**Work to be completed**
Rewrite the lines of the listing below, starting with the line that contains "On this screenshot, the person walking" and going on through the line that contains "[2,161,172,352]", both included, and give only those lines. Keep every line's wording unchanged except the bounding-box coordinates, which you should multiply by 0.7 and round to whole numbers, with halves rounded up.
══ Data lines ══
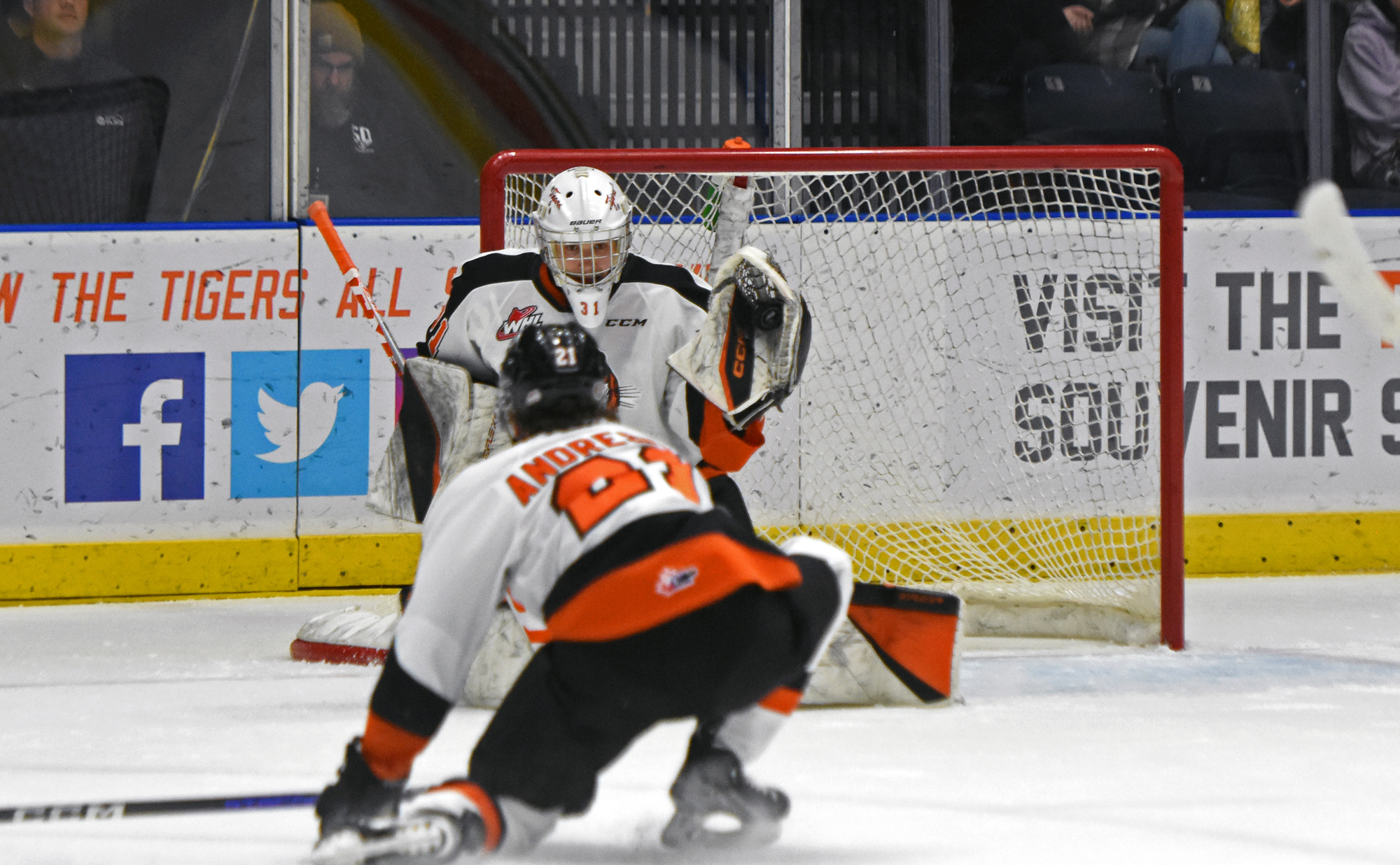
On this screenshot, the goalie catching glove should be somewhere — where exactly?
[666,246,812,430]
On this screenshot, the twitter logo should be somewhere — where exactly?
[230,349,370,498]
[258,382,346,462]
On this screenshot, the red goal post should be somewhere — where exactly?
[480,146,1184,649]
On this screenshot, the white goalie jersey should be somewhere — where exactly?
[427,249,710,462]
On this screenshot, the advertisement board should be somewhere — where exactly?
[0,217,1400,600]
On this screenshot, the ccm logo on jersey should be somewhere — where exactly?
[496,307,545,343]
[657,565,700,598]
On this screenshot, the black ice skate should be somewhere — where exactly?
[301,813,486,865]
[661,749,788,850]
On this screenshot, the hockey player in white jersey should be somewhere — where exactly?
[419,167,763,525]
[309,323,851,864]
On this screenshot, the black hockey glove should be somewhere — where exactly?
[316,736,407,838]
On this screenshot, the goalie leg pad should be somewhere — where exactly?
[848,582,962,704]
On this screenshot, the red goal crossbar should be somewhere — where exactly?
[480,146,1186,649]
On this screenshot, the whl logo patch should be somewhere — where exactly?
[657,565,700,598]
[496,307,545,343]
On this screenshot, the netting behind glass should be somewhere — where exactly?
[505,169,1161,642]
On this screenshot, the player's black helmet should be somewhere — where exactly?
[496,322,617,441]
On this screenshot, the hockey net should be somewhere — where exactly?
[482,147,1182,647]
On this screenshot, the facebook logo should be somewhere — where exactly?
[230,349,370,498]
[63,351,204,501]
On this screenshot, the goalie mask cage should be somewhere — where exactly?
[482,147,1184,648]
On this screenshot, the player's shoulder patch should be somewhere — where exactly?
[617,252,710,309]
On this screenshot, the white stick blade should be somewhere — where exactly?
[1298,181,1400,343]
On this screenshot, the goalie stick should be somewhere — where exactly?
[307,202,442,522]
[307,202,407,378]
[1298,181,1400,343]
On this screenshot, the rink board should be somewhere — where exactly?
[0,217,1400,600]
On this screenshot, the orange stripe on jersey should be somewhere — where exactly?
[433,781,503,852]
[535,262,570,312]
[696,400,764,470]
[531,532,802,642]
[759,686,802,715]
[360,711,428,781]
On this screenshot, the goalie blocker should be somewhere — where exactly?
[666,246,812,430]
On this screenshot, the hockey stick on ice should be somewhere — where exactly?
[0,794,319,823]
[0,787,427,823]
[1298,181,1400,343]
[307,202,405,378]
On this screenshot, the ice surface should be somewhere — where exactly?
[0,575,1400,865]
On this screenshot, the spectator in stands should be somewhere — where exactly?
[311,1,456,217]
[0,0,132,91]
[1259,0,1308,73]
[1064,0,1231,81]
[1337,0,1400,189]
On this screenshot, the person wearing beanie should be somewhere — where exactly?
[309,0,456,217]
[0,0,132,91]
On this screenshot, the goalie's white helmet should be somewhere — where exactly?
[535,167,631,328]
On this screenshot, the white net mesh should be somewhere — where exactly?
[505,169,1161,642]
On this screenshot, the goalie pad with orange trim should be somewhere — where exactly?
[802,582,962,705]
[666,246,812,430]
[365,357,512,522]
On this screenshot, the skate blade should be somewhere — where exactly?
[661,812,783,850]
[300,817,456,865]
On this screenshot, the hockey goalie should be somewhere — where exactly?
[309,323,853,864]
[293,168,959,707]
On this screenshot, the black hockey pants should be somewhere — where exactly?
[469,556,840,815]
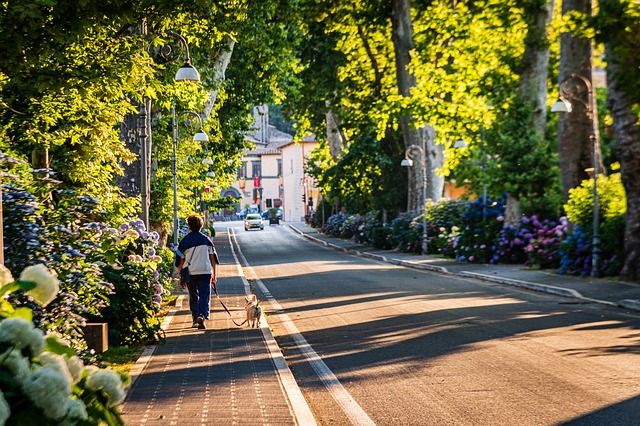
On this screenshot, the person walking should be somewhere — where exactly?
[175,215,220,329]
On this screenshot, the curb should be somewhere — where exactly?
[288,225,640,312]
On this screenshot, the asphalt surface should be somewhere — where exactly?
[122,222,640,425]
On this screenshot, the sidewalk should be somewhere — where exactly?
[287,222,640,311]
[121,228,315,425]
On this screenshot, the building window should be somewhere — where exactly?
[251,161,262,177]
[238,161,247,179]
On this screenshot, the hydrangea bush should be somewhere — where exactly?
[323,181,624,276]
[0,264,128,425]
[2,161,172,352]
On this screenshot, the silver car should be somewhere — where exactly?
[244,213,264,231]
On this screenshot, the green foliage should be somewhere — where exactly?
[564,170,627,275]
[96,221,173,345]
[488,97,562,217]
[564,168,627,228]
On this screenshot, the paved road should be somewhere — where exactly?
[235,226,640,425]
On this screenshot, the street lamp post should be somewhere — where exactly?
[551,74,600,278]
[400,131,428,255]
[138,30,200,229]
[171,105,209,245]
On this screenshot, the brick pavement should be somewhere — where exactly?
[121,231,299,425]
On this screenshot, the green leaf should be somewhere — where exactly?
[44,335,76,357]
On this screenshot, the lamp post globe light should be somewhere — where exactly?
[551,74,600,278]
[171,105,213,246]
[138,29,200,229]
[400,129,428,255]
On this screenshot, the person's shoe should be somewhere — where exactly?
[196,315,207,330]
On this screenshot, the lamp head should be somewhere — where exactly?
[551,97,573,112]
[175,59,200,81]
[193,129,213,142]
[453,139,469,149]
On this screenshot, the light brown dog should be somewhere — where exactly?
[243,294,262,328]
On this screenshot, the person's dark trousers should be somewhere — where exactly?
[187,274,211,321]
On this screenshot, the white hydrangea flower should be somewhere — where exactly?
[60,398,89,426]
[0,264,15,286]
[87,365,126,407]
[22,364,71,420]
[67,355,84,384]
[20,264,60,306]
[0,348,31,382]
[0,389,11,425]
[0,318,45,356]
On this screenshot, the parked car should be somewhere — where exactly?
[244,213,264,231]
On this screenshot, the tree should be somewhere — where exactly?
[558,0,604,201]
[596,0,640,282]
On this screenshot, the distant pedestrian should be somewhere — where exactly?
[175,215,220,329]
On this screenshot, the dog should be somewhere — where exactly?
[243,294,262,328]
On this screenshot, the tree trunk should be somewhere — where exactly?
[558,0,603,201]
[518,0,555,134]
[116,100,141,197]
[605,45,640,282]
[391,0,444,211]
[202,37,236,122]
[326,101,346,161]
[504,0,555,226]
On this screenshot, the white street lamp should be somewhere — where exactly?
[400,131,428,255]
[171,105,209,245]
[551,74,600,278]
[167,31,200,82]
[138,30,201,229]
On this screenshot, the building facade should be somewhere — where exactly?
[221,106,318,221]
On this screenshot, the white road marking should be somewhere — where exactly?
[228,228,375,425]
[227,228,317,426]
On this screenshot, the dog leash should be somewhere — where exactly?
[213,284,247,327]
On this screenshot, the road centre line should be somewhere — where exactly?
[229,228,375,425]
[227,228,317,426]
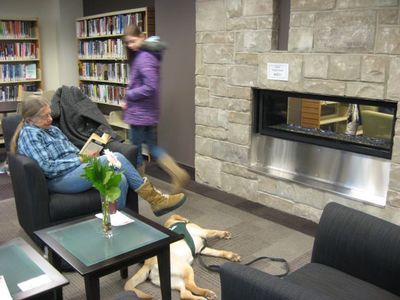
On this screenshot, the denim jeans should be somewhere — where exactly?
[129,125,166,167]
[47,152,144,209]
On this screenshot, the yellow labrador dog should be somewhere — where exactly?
═══
**Worked answer**
On this screenshot, the person walking should be somewhere — where exactly?
[123,151,154,230]
On this screenshot, the curb should be somewhere — where exactly?
[202,158,448,218]
On this screenshot, the asphalt surface should be somewhere — where exactly?
[85,155,448,298]
On this screenshot, the sidewalk should be somewhere — where exactly?
[201,155,448,218]
[85,160,221,298]
On this screenshot, the building window should be somewhere — where exactly?
[176,113,183,124]
[167,113,173,125]
On this screenshot, the hydrangea bush should be somewhere — where exactly?
[226,127,437,193]
[0,185,90,298]
[1,113,120,246]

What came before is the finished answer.